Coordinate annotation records

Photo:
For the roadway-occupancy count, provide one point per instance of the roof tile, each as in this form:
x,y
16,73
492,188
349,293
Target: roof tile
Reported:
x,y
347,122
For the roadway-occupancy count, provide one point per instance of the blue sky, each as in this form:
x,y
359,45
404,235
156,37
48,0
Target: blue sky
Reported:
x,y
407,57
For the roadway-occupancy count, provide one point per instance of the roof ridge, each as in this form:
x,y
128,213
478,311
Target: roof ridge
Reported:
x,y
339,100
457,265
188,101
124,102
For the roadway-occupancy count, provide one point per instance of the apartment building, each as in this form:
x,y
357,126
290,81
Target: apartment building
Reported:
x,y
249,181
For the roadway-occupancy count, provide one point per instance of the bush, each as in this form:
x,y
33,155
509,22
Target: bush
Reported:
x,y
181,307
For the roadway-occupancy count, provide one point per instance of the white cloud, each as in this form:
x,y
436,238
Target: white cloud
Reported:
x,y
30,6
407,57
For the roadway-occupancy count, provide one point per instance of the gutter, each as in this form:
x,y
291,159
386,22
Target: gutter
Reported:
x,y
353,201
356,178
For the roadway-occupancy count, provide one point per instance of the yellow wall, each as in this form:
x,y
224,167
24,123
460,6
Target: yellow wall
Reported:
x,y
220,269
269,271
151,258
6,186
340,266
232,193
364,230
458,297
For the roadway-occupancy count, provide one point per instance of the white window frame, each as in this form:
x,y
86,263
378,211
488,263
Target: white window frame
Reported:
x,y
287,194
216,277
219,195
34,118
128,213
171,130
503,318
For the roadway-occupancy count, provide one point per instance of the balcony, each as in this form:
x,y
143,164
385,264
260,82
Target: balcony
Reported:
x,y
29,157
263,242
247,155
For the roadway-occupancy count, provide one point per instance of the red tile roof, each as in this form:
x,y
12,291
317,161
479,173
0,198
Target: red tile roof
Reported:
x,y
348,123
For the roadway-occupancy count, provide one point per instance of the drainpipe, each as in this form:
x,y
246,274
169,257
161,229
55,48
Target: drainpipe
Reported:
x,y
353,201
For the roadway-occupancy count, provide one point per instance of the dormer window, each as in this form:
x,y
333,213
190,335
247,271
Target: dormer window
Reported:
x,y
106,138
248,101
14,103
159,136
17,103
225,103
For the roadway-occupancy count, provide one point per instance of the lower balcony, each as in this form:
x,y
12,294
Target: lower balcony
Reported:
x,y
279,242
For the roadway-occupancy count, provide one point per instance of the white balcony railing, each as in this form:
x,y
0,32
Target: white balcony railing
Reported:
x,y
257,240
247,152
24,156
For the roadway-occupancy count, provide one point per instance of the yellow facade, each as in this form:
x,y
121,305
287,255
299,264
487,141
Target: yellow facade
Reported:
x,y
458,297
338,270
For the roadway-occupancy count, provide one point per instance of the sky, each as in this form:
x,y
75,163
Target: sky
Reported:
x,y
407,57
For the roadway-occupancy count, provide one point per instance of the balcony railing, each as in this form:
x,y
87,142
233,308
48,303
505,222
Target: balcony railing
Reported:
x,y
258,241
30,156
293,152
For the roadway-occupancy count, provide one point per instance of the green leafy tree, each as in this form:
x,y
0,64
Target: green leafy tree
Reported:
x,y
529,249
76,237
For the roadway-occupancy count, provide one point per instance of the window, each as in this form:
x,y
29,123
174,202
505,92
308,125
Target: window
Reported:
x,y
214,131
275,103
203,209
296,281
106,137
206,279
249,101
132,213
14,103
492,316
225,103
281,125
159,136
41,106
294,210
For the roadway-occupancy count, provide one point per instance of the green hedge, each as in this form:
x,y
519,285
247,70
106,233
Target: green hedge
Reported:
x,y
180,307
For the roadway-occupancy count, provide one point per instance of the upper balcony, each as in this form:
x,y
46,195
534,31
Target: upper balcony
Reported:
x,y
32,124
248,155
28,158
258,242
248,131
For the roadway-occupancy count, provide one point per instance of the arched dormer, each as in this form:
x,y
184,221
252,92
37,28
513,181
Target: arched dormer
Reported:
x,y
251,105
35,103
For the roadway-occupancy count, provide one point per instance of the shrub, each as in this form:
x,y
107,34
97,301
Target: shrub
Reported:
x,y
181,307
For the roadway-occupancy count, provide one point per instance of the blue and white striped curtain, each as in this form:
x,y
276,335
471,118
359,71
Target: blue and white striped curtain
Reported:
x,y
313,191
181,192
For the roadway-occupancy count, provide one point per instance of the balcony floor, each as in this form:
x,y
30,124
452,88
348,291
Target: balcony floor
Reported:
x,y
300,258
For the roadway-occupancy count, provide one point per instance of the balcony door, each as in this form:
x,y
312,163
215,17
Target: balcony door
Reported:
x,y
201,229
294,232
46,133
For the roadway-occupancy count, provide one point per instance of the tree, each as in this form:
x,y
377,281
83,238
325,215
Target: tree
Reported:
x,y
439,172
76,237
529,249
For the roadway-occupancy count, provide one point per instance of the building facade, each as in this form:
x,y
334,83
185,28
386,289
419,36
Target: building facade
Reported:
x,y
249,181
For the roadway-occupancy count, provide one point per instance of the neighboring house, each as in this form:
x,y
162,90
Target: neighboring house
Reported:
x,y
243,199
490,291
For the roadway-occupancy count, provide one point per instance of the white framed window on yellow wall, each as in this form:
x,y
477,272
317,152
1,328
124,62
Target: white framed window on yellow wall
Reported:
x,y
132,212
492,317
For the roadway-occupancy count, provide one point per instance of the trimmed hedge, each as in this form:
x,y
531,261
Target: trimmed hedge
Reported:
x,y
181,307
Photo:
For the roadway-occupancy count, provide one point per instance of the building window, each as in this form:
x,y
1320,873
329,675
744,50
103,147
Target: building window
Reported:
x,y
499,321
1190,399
...
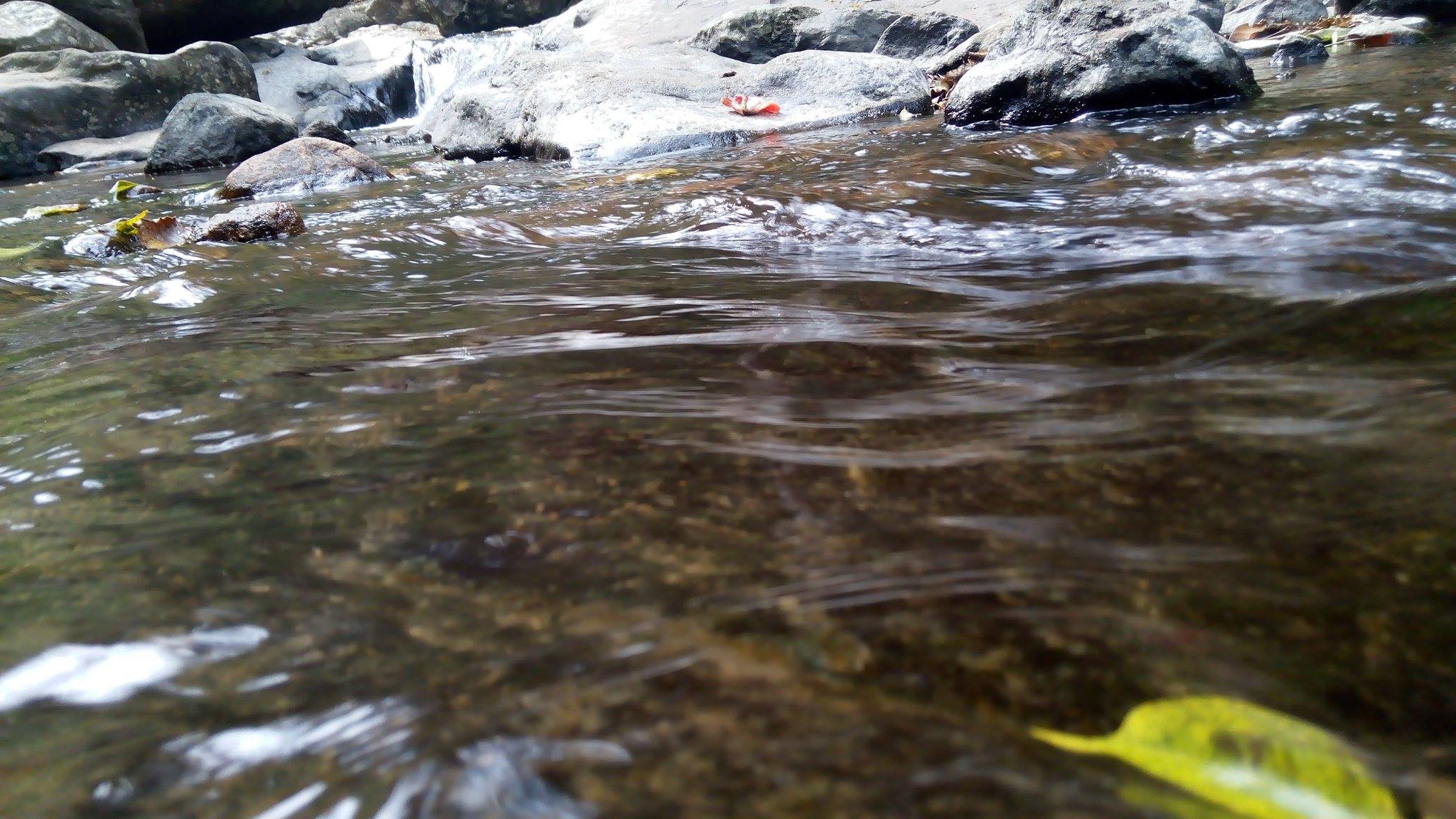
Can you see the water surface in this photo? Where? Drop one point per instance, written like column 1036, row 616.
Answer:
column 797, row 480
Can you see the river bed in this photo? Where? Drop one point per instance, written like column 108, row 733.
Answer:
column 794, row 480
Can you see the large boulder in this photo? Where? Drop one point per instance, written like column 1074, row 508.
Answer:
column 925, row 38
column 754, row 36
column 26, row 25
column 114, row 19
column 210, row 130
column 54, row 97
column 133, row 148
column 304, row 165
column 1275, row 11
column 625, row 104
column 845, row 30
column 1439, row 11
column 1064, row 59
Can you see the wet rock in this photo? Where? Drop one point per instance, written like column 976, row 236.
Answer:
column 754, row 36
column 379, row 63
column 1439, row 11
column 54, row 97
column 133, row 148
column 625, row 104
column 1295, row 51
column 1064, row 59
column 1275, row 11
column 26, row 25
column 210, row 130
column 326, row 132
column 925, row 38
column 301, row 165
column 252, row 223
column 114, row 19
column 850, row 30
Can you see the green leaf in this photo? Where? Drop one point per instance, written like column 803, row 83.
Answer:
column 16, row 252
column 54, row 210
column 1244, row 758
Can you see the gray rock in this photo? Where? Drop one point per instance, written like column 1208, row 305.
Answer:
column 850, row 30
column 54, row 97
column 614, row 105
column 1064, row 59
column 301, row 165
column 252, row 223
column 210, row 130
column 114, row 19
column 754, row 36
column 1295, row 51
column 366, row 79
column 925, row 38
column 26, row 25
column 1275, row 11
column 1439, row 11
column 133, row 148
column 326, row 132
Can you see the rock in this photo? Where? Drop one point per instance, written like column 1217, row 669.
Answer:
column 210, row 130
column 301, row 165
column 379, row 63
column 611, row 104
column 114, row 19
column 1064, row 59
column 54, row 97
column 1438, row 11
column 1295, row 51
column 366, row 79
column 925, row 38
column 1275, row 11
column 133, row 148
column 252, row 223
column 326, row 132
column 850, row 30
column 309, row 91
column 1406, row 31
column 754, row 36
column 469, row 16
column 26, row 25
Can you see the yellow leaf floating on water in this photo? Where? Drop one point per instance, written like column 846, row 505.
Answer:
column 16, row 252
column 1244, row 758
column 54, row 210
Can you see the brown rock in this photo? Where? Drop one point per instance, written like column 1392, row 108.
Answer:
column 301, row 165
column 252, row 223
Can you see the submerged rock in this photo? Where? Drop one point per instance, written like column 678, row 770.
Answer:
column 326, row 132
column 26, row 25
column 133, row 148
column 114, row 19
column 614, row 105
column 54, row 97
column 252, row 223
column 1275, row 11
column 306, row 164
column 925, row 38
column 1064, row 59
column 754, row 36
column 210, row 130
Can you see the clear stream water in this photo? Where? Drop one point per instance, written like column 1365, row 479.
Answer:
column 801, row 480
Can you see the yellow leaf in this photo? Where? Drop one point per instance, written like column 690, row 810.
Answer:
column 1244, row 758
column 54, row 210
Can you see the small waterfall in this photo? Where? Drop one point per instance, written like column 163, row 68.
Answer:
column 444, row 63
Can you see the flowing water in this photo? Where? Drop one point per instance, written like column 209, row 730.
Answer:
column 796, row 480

WHAT THIS TASK INVOLVES
Locate every line in the rows above that contains the string "blue", and copy each of those lines.

THE COMPLETED TASK
For the roadway-occupancy count, provide one point per instance of the blue sky, each as in this form:
Target: blue sky
For the roadway-occupancy count, provide one point per instance of the blue and white striped curtain, each as in this form:
Target: blue and white striped curtain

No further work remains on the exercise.